Problem requirements: Output the full listing below exactly; the images stay out.
--------
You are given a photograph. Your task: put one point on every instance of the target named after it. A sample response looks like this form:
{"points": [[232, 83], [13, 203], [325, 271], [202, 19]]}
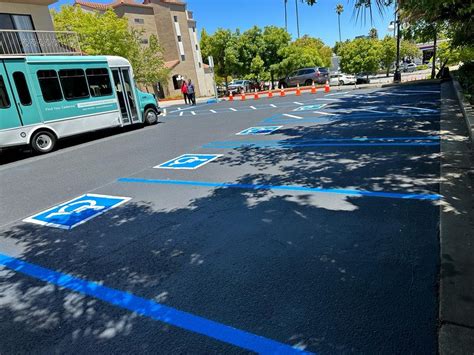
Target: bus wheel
{"points": [[151, 117], [43, 142]]}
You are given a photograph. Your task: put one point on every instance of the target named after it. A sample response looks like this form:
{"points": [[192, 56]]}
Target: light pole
{"points": [[297, 19], [397, 76]]}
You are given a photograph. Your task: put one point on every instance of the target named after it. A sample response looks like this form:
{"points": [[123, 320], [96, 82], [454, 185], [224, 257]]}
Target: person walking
{"points": [[191, 93], [184, 91]]}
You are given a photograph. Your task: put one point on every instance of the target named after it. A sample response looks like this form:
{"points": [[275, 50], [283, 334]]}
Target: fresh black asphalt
{"points": [[322, 271]]}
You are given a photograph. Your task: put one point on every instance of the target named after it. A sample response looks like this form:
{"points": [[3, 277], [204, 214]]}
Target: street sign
--------
Output of the task:
You are given a photograph. Your task: put one point on every instance of the target named after it. A sample response looks like this form:
{"points": [[232, 83], [13, 203], [325, 271], [202, 19]]}
Target: bus wheel
{"points": [[151, 117], [43, 142]]}
You are given a photograph. Your task: put one point on every instance of the target named after it. A sample response looks like this form:
{"points": [[192, 56]]}
Target: light pole
{"points": [[297, 19], [397, 76]]}
You are given a photograph. Your task: put one point on every instance of the target named after it. A sample response looks like this form:
{"points": [[123, 320], [96, 82], [454, 185], [224, 257]]}
Target: person walking
{"points": [[191, 93], [184, 91]]}
You are given a photograph. Your task: put one point on every instance of the target named after it. A sample response looks like this form:
{"points": [[275, 50], [283, 334]]}
Target: fresh black asphalt
{"points": [[322, 271]]}
You are given a photograph. Your task: put one point on every instance of the target named after it. A sample response looks like this form:
{"points": [[3, 277], [204, 214]]}
Target: street sign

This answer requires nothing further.